Data extract ->
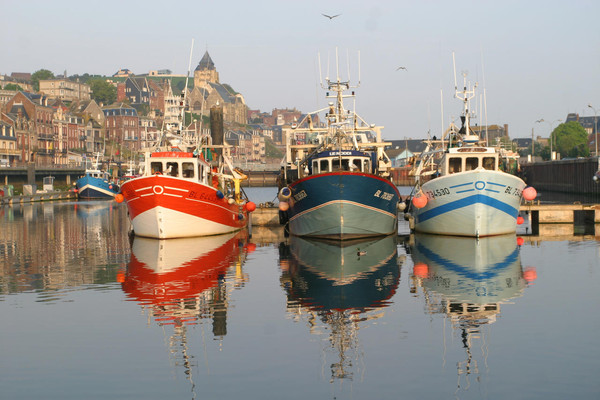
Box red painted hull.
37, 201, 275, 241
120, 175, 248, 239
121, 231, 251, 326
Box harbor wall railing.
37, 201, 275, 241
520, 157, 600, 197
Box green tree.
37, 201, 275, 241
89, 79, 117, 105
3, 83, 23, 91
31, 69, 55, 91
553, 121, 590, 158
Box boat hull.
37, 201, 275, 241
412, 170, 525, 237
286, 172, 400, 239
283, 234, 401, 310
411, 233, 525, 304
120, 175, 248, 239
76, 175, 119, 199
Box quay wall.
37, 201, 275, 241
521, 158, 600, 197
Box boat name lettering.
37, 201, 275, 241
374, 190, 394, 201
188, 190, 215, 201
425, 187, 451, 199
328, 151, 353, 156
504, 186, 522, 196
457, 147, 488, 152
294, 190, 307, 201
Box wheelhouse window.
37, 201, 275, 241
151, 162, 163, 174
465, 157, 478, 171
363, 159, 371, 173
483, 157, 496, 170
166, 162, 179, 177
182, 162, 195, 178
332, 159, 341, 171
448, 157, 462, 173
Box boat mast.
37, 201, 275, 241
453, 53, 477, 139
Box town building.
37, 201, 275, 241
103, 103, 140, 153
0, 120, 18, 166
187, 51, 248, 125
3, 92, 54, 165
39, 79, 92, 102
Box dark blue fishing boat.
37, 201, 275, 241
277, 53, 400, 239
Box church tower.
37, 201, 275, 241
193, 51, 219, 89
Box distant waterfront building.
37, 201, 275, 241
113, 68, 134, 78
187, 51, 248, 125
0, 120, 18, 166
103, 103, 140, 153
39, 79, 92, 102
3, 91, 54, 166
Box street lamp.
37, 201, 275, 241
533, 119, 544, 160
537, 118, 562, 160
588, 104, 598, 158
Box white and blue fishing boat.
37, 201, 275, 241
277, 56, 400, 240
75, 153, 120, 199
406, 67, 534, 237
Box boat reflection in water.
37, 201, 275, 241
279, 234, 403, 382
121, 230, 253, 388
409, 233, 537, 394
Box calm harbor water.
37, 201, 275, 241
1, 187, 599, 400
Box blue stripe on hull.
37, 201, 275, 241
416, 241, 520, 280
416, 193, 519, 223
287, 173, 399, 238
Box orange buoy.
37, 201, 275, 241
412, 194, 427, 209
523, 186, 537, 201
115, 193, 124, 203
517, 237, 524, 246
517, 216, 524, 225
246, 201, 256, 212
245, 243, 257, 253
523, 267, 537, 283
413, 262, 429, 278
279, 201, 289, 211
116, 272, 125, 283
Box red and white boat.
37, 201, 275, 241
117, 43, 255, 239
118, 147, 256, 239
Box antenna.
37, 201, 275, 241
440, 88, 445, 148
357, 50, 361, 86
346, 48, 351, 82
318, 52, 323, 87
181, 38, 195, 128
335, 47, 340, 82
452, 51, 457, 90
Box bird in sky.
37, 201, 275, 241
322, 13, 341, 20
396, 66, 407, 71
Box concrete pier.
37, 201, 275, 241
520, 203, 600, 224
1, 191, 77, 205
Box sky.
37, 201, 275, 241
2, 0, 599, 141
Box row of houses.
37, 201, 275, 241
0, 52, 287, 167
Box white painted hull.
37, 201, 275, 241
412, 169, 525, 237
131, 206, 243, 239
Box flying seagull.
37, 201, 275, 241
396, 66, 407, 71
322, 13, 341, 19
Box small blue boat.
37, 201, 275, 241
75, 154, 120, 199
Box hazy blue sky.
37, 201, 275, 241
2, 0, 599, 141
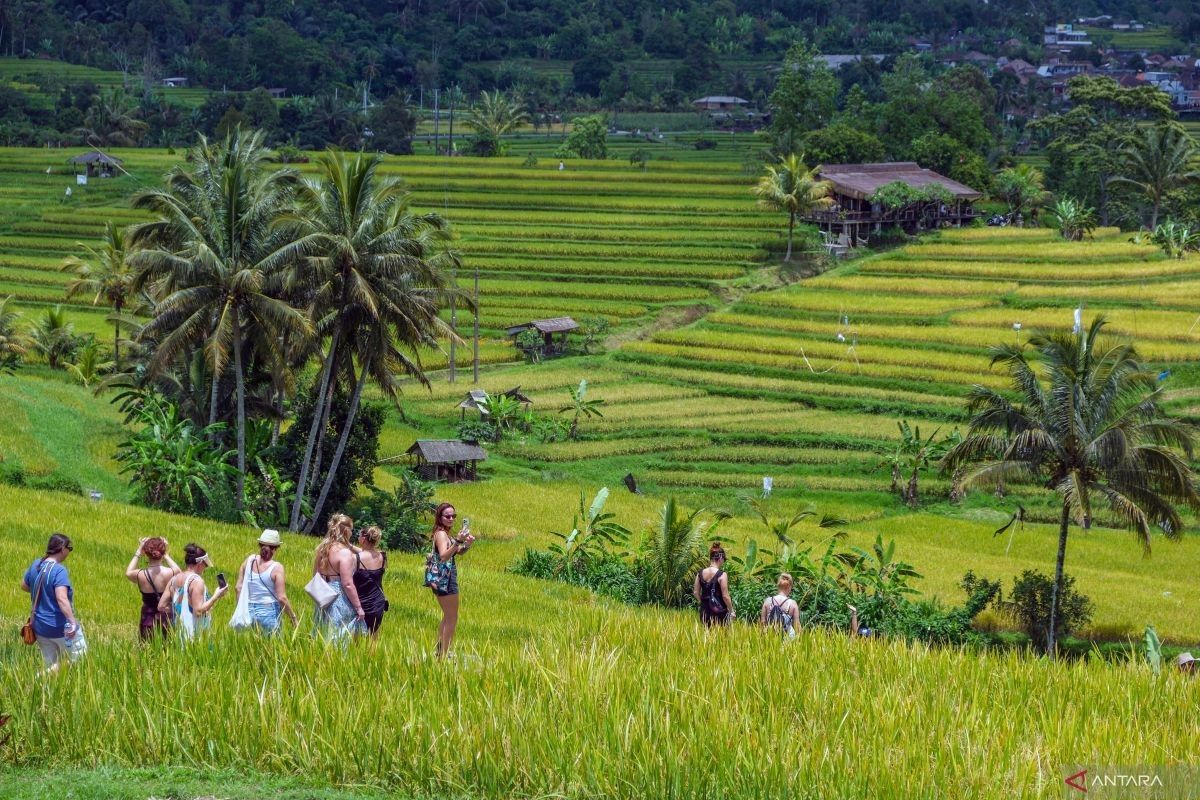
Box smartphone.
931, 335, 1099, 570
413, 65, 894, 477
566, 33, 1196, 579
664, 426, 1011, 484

How to complete this task ->
A faithful copy of all the lines above is needed, with the pictures omitted.

Answer for this exercise ->
Box red painted hull.
37, 201, 275, 241
120, 175, 248, 239
121, 231, 251, 326
Box harbor wall railing.
37, 201, 275, 241
520, 157, 600, 197
Box green tree.
37, 201, 275, 241
89, 79, 117, 105
3, 83, 23, 91
31, 69, 55, 91
553, 121, 590, 158
Box boat hull.
37, 201, 275, 241
412, 170, 525, 237
286, 172, 400, 239
283, 234, 401, 310
411, 233, 525, 304
120, 175, 248, 239
76, 175, 119, 199
Box quay wall.
37, 201, 275, 241
521, 158, 600, 197
Box boat name lettering.
37, 201, 275, 241
374, 190, 394, 201
188, 190, 215, 201
425, 187, 451, 199
328, 151, 353, 156
504, 186, 522, 196
457, 147, 488, 152
294, 190, 307, 201
Box wheelhouse window.
37, 201, 275, 241
151, 162, 163, 174
465, 157, 478, 171
363, 159, 371, 173
483, 157, 496, 170
166, 162, 179, 177
182, 162, 195, 178
332, 159, 341, 171
448, 157, 462, 173
Box boat mast.
37, 201, 275, 241
453, 53, 477, 139
Box town building.
37, 201, 275, 241
103, 103, 140, 153
0, 120, 18, 166
187, 51, 248, 125
3, 92, 54, 165
39, 79, 92, 102
Box dark blue fishing boat.
37, 201, 275, 241
277, 53, 400, 239
Box church tower.
37, 201, 275, 241
193, 51, 219, 89
Box distant waterfront building.
37, 201, 275, 241
113, 68, 134, 78
187, 51, 248, 125
0, 120, 18, 166
103, 103, 140, 153
39, 79, 92, 102
3, 91, 54, 166
Box street lamp.
37, 201, 275, 241
533, 119, 544, 160
537, 118, 562, 160
588, 104, 598, 158
Box white and blue fishing boat.
37, 201, 275, 241
277, 56, 400, 240
75, 153, 120, 199
406, 67, 534, 237
Box boat reflection in water.
37, 201, 275, 241
279, 234, 403, 382
121, 230, 253, 388
409, 233, 537, 394
Box calm harbor water.
37, 201, 275, 241
1, 187, 599, 400
Box blue stripe on hull.
37, 201, 275, 241
416, 241, 520, 280
416, 193, 519, 223
287, 173, 399, 238
Box orange buoy.
37, 201, 275, 241
412, 194, 427, 209
523, 186, 537, 201
115, 193, 124, 203
517, 237, 524, 246
517, 216, 524, 225
246, 201, 256, 212
245, 243, 257, 253
523, 267, 537, 283
413, 262, 429, 278
279, 201, 289, 211
116, 272, 125, 283
Box red and white boat.
37, 201, 275, 241
117, 43, 255, 239
118, 147, 256, 239
Box antenna.
37, 201, 275, 241
440, 88, 445, 148
357, 50, 361, 86
346, 48, 351, 82
318, 52, 323, 87
181, 38, 195, 128
335, 47, 340, 82
452, 51, 457, 90
Box bird in sky.
37, 201, 275, 241
322, 13, 341, 20
396, 66, 407, 71
Box concrete pier.
37, 201, 275, 241
520, 203, 600, 224
1, 191, 77, 205
Box sky.
37, 201, 275, 241
2, 0, 599, 141
Box row of houses.
37, 201, 275, 241
0, 52, 287, 167
Box white painted hull.
37, 201, 275, 241
412, 169, 525, 237
131, 206, 243, 239
Box flying seagull.
37, 201, 275, 241
396, 66, 407, 71
322, 13, 341, 19
Box small blue boat.
37, 201, 275, 241
75, 154, 120, 199
Box hazy blue sky.
37, 201, 275, 241
2, 0, 599, 141
Box smartphone.
931, 335, 1099, 570
413, 65, 894, 477
566, 33, 1196, 579
664, 426, 1011, 484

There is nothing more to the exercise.